Collection entries:
"""

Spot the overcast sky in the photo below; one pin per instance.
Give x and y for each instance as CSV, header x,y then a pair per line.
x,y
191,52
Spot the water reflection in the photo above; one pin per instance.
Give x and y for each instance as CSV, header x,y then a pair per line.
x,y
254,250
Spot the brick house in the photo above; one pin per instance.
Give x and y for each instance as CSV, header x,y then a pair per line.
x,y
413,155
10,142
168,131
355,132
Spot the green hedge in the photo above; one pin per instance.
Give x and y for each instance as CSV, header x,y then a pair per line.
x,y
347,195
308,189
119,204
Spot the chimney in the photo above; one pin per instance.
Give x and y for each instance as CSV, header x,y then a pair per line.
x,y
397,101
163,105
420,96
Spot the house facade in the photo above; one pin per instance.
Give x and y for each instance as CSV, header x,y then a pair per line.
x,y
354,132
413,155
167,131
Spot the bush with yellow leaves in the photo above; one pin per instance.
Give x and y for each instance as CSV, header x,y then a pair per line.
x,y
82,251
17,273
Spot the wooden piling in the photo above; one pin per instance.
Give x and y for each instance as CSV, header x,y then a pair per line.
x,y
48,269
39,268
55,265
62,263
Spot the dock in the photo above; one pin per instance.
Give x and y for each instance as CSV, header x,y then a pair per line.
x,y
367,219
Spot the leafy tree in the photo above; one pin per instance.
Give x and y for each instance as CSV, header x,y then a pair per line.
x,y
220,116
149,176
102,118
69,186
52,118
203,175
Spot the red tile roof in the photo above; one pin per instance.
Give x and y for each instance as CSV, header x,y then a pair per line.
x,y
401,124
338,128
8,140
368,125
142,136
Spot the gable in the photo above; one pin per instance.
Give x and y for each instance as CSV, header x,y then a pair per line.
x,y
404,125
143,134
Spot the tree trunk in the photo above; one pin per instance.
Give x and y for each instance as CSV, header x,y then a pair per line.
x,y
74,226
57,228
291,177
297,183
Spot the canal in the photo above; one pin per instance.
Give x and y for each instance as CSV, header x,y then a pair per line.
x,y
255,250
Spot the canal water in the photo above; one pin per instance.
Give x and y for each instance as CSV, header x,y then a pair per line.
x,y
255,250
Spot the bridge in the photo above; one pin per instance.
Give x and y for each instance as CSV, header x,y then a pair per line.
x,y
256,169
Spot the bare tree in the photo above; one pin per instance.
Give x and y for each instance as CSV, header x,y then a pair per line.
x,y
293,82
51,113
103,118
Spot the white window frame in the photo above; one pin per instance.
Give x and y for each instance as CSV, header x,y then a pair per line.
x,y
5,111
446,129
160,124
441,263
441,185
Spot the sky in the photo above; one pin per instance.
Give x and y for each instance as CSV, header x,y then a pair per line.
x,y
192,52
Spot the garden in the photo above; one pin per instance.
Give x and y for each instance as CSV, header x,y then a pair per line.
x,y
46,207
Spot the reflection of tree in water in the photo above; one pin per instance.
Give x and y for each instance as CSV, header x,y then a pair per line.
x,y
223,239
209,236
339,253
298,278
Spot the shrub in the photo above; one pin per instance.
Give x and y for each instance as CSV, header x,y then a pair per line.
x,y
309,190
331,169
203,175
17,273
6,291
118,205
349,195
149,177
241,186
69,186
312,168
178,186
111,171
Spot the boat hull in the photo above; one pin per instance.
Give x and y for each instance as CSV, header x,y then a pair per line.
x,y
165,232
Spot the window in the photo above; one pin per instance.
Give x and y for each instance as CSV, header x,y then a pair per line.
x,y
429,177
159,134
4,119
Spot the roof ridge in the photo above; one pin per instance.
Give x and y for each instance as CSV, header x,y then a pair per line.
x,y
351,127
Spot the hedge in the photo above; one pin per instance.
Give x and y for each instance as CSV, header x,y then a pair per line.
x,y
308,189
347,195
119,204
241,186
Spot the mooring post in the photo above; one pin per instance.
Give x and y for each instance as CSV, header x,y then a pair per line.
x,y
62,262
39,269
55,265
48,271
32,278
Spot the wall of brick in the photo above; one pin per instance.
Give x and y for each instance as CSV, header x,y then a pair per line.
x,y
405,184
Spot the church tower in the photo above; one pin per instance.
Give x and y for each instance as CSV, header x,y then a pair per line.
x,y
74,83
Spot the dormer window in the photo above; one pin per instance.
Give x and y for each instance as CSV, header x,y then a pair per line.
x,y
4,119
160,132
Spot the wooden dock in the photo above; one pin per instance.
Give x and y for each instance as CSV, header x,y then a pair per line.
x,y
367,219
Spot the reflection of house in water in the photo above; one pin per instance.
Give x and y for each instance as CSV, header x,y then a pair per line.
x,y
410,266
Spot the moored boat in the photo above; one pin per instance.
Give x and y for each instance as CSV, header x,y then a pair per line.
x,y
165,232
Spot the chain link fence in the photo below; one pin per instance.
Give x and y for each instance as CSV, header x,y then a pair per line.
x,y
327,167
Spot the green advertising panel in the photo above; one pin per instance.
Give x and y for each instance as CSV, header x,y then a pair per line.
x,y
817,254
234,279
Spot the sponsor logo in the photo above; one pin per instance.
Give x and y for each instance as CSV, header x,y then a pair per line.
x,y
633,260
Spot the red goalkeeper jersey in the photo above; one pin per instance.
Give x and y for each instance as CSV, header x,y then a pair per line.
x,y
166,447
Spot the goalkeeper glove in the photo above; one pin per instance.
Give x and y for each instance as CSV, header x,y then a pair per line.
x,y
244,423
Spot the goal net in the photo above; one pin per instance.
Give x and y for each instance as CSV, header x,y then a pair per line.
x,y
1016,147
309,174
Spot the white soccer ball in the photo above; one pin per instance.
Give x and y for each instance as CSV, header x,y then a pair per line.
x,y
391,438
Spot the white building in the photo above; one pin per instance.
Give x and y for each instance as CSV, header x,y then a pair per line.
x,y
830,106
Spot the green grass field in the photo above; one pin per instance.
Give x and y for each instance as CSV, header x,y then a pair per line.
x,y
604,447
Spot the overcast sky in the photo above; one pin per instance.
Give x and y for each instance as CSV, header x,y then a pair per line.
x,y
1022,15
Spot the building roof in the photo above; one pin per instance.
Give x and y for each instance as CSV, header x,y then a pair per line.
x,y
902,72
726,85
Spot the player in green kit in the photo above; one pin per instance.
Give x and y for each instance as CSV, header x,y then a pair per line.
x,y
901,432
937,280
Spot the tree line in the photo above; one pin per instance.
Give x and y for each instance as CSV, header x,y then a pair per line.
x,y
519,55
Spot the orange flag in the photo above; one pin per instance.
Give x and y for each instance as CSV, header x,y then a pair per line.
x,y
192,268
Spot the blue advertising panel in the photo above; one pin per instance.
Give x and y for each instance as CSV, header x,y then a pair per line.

"""

About this exercise: All the records above are to be reproduced exactly.

Task solution:
Spot the overcast sky in the photo below; one pin per instance.
Give x and y for each instance as CSV, header x,y then a pair per line.
x,y
191,52
Spot the water reflection in the photo above; one pin per instance.
Give x and y for each instance as CSV, header x,y then a pair per line.
x,y
254,250
Spot the brick house in the photo above; one pin per instance.
Give x and y for each instance as CSV, header x,y then a pair per line.
x,y
413,155
10,142
168,131
355,132
Spot the green hedge in the photo above; one pin per instance.
Give x and y for each instance as CSV, header x,y then a pair per line.
x,y
347,195
308,189
119,204
Spot the chimney in the photo above; one pin per instance.
Give x and y for each instance as CSV, header x,y then a pair per line.
x,y
397,101
163,105
420,96
Spot the house facade in the photo above; one pin per instance.
Give x and y for each instance as CSV, header x,y then a pair per line.
x,y
354,132
413,155
167,131
Spot the bush with yellow leaves in the photo above; one pin per instance.
Give x and y for each instance as CSV, header x,y then a pair per line.
x,y
82,251
17,273
Spot the wooden piling in the photo above; one pin per instance.
Give x and y for each instance as CSV, header x,y then a pair per line.
x,y
48,269
39,268
55,265
62,263
Spot the dock in the photo above; one pin per instance.
Give x and y for each instance as CSV, header x,y then a pair per line.
x,y
367,219
Spot the leafy tree in the photo above; one pin per instance.
Give x and y for each instance as CSV, header x,y then a pair per line.
x,y
220,116
149,176
102,118
69,186
52,118
203,175
Spot the red tile roof in the photo above; one pin per instance.
Give x and y for each instance as CSV, header x,y then a pair per line.
x,y
401,124
338,128
8,140
368,125
142,136
Spot the gable in the photo above; one pin per instance.
Give x and y for each instance as CSV, header x,y then a pair per line.
x,y
404,125
143,134
Spot the tree trunk in the photo above; one pin per instance.
Give x and y for each instance as CSV, header x,y then a pair per line.
x,y
74,226
57,228
291,177
297,183
Spot the canal in the photo above; one pin per instance.
Give x and y for each instance as CSV, header x,y then a pair per line.
x,y
255,250
Spot the canal water in the photo above; one pin per instance.
Give x and y for each instance as CSV, header x,y then a pair per line.
x,y
255,250
Spot the bridge in the photo above; one pin per instance.
Give x and y for each instance as CSV, header x,y then a pair per line.
x,y
256,169
Spot the bare tree in the photo above; one pin per instance.
Give x and y for each instance as CSV, header x,y then a pair per line.
x,y
293,82
51,113
103,118
Spot the white window frame in the photo above; one pin per instance.
Give x and y for each instance as CSV, header x,y then a pair per line.
x,y
5,111
446,129
160,124
441,263
441,185
Spot the sky in the photo above; one pin per instance.
Give x and y for each instance as CSV, header x,y then a pair per line.
x,y
192,52
Spot the garden in the photo above; one pin per instance.
Give x and y for each instance as CSV, header x,y then a pair per line.
x,y
46,207
Spot the reflection of tree in water in the photo above; one pin per instance.
Give x and y for each instance as CSV, header x,y then a pair per line.
x,y
223,239
209,236
339,253
298,278
Spot the shrub in the photo above; one pin per instance.
Give x and y for each instance as CSV, header x,y then a pair per line.
x,y
309,190
331,169
203,175
17,273
6,291
118,205
349,195
149,177
241,186
69,186
312,168
178,186
111,171
Spot the boat hull in the photo above; one pin per instance.
Give x and y for each instance as CSV, header x,y then a pair per line.
x,y
165,232
Spot the window in the photo above; one pin per instance.
Give x and y for each instance as CSV, header x,y then a pair per line.
x,y
429,177
159,134
4,119
Spot the roof ridge in the photo above; one pin per instance.
Give x and y for each instance as CSV, header x,y then a pair per line.
x,y
351,127
Spot the hedge in the photo above; one pin per instance.
Give x and y for each instance as CSV, header x,y then a pair per line.
x,y
308,189
347,195
119,204
241,186
Spot the mooring post in the photo above; one pin per instance.
Give x and y for each instance as CSV, header x,y then a pair per line.
x,y
62,262
39,269
55,265
48,271
32,278
Spot the wall of brick in the photo above; one pin per instance.
Give x and y for each instance as CSV, header x,y then a pair per line.
x,y
405,184
Spot the church tower in the photo above; one pin per instance.
Give x and y for each instance as CSV, header x,y then a pair per line.
x,y
74,83
Spot the dormer window in the photo above; one pin per instance.
Give x and y for each instance as CSV, header x,y then a pair per line.
x,y
4,119
160,132
Spot the wooden dock in the photo above; one pin per instance.
Give x and y for each instance as CSV, header x,y then a pair per line.
x,y
367,219
Spot the reflection of house in water in the photo above; one pin per instance.
Give x and y for each instance as CSV, header x,y then a pair per line.
x,y
410,266
Spot the moored boat in the photo above; one pin per instance.
Give x and y for each instance as CSV, header x,y then a pair per line.
x,y
165,232
Spot the chain link fence in the photo below; one pin per instance.
Give x and y for each instance as CSV, header x,y then a pair per line.
x,y
327,167
Spot the green advertising panel in the photo above; one pin per instance.
Give x and y for each instance as CSV, header x,y then a pair per line.
x,y
817,254
234,279
Spot the sponsor logo in the photo above; one pin per instance.
Give x and y for each instance as CSV, header x,y then a pair per line.
x,y
633,260
Spot the red goalkeeper jersey in the photo above; one pin per instance.
Give x and y for each instance as CSV, header x,y then a pair per line.
x,y
166,447
Spot the goalkeeper glove in the photo above; one pin per instance.
Give x and y for each instance as CSV, header x,y then a pair per line.
x,y
244,423
Spot the goal net in the photo above; one pin per instance.
Give x and y for each instance as CSV, header x,y then a pair per line.
x,y
1016,147
309,174
Spot the white soccer ball in the photo above; one pin per instance.
Give x and y for each instance as CSV, header x,y then a pair per line.
x,y
391,438
Spot the white building in the photo above; one pin per instance.
Give x and y for each instance as CSV, header x,y then a pair per line.
x,y
830,106
Spot the green grass field in the photo above; one pin per instance.
Give x and y for each instance as CSV, header x,y then a pair per line.
x,y
604,447
Spot the overcast sky in the photo above; one pin per instance.
Give x and y for each instance as CSV, header x,y then a pair per line.
x,y
1022,15
Spot the building roof in the photo above; one pin per instance.
Give x and y for each instance as CSV, header x,y then a pair per line.
x,y
902,72
726,85
Spot the player in green kit in the photo above; one pin per instance.
Give x and y for each instance as CSV, header x,y then a pair per line.
x,y
901,432
937,280
Spot the tree line in the photo above; one pin per instance.
Give x and y for each instance as CSV, header x,y then a pair per line.
x,y
519,55
Spot the orange flag in the photo above; one pin per instance.
Give x and y for each instance as CSV, header x,y then a pair per line.
x,y
192,268
Spot the blue advertising panel in the photo above; one pin per instance.
Give x and y for each instance as CSV, header x,y then a pair per line.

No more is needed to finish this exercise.